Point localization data
-- Opening Marker --

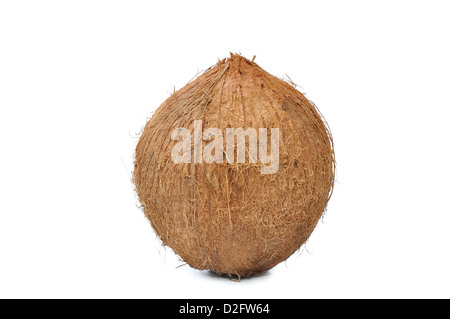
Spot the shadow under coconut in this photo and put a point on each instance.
(212, 274)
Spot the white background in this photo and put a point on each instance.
(78, 80)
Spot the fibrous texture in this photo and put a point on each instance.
(229, 217)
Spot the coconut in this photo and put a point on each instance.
(235, 214)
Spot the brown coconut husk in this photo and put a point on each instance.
(230, 218)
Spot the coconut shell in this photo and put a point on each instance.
(229, 217)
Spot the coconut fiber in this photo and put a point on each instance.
(229, 217)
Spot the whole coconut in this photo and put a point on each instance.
(229, 216)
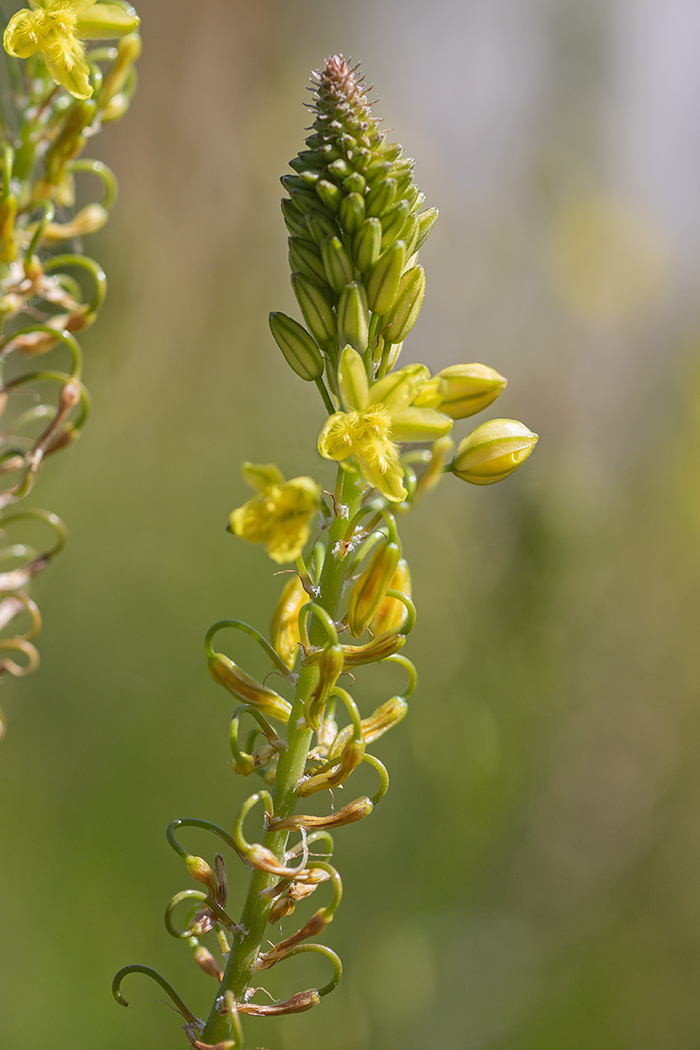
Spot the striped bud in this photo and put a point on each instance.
(315, 307)
(384, 279)
(337, 264)
(366, 245)
(492, 452)
(407, 305)
(393, 614)
(369, 590)
(305, 258)
(284, 627)
(354, 317)
(381, 196)
(300, 352)
(352, 212)
(467, 389)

-- Closing Marker --

Skip every picture and transcribe the data above exactly.

Spot the shadow under coconut in this photo and put a point on each instance.
(212, 274)
Spot the white background in this photo and put a point on each instance.
(78, 80)
Spot the fibrous texture in this photo and put a point on each instance.
(229, 217)
Spot the coconut in this photo and put a point on each instance.
(235, 214)
Spot the brown coconut husk in this photo and put a point on each instance.
(230, 218)
Spot the coconut shell in this photo and put a point on each instance.
(229, 217)
Spot the coconut fiber in this photo and put a point on each instance.
(229, 217)
Spot the whole coconut in this photo and put a point on each instance.
(229, 216)
Spot the striped bud in this photo and put a point on each instance.
(315, 307)
(384, 279)
(337, 264)
(366, 245)
(492, 452)
(407, 305)
(393, 614)
(369, 590)
(305, 258)
(284, 627)
(354, 317)
(381, 196)
(300, 352)
(352, 212)
(467, 389)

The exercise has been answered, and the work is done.